(WHAT YOU WILL DO)
Starting with the line that contains "like [318, 172].", copy every line through the end of the data below, exactly and with nothing added.

(SOURCE MATERIAL)
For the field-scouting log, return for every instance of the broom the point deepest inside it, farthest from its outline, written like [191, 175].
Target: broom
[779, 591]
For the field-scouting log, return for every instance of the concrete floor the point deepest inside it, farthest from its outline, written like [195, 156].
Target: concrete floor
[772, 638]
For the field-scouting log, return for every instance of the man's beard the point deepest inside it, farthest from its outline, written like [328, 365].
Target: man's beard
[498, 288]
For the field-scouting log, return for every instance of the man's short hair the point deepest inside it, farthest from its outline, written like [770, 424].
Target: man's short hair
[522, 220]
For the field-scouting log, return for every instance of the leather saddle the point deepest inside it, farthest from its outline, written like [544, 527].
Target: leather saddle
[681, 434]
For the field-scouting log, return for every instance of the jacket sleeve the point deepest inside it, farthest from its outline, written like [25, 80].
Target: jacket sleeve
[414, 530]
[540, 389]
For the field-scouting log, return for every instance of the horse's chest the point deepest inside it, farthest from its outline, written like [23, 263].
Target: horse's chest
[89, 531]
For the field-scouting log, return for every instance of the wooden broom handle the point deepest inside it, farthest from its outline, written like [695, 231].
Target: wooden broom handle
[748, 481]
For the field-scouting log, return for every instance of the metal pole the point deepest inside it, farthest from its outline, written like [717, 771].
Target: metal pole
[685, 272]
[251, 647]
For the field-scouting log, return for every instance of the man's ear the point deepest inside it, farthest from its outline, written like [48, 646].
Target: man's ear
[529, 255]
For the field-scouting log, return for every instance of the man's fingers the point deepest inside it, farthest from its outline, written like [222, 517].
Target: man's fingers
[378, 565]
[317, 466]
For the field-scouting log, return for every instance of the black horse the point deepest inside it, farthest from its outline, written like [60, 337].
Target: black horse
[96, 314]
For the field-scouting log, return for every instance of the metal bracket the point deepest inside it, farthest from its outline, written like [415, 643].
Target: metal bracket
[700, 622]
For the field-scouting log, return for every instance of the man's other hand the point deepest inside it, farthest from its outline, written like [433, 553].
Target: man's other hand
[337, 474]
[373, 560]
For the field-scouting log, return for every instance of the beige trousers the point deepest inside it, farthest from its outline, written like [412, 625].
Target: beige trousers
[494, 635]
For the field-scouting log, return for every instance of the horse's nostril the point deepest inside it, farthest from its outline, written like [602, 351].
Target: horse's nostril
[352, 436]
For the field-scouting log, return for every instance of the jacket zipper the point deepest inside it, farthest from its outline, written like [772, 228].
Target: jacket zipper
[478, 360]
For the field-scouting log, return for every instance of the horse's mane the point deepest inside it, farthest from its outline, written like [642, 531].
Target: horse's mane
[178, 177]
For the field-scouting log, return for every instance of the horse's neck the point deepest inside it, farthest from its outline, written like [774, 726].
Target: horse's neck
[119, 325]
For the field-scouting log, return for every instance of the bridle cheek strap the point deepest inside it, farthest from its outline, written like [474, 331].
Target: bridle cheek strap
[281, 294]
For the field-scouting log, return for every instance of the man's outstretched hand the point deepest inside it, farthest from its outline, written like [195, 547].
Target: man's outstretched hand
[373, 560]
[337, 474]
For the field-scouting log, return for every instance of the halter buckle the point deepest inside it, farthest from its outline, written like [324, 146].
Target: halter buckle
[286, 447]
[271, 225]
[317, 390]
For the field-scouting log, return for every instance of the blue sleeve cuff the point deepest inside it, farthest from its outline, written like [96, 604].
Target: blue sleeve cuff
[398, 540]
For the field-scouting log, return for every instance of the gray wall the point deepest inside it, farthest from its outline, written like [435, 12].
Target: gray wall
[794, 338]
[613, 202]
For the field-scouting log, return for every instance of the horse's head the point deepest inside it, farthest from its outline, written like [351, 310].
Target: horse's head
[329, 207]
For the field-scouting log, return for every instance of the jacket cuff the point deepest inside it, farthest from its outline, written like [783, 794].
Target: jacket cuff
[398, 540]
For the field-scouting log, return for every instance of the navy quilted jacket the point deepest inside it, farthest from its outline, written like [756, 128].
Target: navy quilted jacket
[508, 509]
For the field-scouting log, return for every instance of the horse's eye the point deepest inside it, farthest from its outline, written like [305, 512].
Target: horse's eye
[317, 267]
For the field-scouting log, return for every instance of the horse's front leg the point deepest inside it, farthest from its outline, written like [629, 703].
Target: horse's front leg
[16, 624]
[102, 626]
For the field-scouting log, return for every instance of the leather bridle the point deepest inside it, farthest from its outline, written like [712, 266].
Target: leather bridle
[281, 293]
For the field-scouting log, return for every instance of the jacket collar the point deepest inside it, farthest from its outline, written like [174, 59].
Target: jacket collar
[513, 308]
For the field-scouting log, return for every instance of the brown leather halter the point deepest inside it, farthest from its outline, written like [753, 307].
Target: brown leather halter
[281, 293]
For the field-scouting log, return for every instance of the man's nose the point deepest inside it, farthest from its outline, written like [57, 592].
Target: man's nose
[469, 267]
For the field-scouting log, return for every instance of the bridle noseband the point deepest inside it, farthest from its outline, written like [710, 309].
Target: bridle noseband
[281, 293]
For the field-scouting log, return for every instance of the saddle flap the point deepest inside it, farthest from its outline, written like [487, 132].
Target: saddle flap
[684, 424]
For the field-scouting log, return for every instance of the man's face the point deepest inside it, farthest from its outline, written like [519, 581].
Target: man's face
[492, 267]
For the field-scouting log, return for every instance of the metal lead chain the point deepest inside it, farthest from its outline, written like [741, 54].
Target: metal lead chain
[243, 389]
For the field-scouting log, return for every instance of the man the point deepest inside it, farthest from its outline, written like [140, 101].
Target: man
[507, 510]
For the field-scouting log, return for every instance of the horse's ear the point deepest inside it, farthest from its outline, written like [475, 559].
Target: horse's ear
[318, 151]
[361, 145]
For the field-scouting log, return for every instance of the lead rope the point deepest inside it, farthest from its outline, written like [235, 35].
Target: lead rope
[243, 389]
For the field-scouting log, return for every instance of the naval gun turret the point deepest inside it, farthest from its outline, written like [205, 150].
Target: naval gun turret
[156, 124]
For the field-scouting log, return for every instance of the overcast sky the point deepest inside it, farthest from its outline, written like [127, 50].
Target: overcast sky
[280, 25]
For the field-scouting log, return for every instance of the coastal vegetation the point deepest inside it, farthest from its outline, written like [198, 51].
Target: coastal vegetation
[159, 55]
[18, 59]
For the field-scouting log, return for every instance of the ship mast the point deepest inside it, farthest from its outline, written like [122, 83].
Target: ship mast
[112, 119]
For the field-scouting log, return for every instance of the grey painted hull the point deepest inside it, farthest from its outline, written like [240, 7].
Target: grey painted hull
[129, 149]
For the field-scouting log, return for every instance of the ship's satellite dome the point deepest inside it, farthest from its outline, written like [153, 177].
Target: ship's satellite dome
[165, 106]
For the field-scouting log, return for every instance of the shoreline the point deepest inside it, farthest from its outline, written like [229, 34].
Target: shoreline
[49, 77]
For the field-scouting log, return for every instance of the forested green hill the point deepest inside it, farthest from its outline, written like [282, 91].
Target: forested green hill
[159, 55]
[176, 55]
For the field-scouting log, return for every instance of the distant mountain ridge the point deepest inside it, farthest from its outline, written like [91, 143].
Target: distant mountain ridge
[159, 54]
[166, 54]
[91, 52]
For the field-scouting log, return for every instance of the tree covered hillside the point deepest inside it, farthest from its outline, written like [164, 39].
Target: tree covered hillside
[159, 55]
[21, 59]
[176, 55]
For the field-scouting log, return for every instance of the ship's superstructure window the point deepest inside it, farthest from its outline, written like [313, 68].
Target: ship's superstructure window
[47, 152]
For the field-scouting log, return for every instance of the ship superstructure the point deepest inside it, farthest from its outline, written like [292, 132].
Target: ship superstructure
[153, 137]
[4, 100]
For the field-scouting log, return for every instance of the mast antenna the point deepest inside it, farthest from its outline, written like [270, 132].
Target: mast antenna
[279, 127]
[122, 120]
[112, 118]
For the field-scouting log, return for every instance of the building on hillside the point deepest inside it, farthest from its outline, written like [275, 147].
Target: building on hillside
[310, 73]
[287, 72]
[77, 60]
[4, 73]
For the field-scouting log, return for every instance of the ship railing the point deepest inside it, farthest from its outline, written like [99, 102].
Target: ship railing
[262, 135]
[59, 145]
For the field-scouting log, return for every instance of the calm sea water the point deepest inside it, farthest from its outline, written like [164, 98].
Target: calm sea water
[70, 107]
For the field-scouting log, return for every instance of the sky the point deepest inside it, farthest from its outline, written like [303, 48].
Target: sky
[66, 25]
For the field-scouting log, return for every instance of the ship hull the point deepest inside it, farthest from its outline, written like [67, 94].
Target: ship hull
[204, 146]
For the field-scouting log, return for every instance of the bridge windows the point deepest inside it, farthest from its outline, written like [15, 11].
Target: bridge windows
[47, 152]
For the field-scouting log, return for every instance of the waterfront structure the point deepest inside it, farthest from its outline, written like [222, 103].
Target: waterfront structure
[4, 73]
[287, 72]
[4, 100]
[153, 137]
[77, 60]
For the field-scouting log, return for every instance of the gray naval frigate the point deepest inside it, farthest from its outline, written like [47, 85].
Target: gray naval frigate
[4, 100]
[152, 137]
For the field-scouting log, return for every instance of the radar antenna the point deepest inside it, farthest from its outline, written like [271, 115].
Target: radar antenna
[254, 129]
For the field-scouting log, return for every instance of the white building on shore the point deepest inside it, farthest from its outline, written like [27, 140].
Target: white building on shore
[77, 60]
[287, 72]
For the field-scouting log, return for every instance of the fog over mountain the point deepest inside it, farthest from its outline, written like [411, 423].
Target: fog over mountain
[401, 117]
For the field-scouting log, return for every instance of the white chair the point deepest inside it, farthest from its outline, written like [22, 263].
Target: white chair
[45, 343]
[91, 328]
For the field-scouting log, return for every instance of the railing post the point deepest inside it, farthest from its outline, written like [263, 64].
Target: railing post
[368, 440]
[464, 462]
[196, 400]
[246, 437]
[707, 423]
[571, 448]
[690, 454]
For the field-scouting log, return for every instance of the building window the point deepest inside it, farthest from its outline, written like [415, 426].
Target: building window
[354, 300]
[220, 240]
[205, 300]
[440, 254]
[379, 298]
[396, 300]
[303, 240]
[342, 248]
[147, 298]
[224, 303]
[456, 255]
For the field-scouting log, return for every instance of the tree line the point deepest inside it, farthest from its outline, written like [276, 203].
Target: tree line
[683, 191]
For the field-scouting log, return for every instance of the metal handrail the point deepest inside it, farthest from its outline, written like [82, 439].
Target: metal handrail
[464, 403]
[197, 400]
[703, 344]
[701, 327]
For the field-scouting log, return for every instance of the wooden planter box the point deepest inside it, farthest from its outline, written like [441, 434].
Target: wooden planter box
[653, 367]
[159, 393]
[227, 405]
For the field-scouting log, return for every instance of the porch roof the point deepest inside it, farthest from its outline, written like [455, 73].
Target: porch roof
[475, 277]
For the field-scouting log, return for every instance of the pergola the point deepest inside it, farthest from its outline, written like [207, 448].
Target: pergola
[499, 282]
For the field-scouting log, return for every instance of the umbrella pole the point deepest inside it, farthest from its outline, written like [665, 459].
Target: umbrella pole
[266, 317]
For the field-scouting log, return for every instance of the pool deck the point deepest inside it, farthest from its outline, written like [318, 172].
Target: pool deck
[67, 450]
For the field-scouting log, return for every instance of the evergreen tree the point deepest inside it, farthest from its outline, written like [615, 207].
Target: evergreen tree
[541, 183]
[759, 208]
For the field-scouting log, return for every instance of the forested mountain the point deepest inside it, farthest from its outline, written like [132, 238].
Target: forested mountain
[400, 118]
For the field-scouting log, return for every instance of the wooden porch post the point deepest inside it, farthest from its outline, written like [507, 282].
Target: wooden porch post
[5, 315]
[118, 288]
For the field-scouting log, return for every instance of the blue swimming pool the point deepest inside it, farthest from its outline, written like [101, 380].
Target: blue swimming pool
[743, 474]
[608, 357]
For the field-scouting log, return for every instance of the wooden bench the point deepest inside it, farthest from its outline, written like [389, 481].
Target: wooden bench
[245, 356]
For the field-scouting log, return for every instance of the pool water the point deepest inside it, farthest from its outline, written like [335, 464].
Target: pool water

(COMPLETE RESPONSE)
For the field-scouting log, return for every instance of the pool deck the point deepest inside it, farthest from its outline, written like [318, 172].
Target: pool deck
[67, 450]
For the field-scouting log, return for every instance of the evergreen tree the point deepest inside it, farthest from its outline, written like [615, 207].
Target: evergreen tree
[541, 183]
[759, 208]
For the field-scouting log, return for every instance of the forested mountain the point deepest inside it, farthest from its outline, written like [132, 238].
Target: forested mountain
[400, 118]
For the field-scouting log, return for every instance of the wooden porch post the point deepest inside it, farthest from its outline, written like [507, 282].
Target: wooden porch post
[5, 315]
[118, 288]
For the field-scouting log, return for every instance of the blue swimming pool the point deepest inside it, farthest from its outline, written like [101, 380].
Target: blue swimming pool
[743, 474]
[608, 357]
For the field-scouting log, return for every instance of the wooden bench the point deepest inside it, farthest from its outline, written like [389, 481].
Target: wooden bench
[245, 356]
For the field-scouting log, return for every instance of the pool water the point deepest inside it, farthest from its outline, written like [335, 464].
Target: pool water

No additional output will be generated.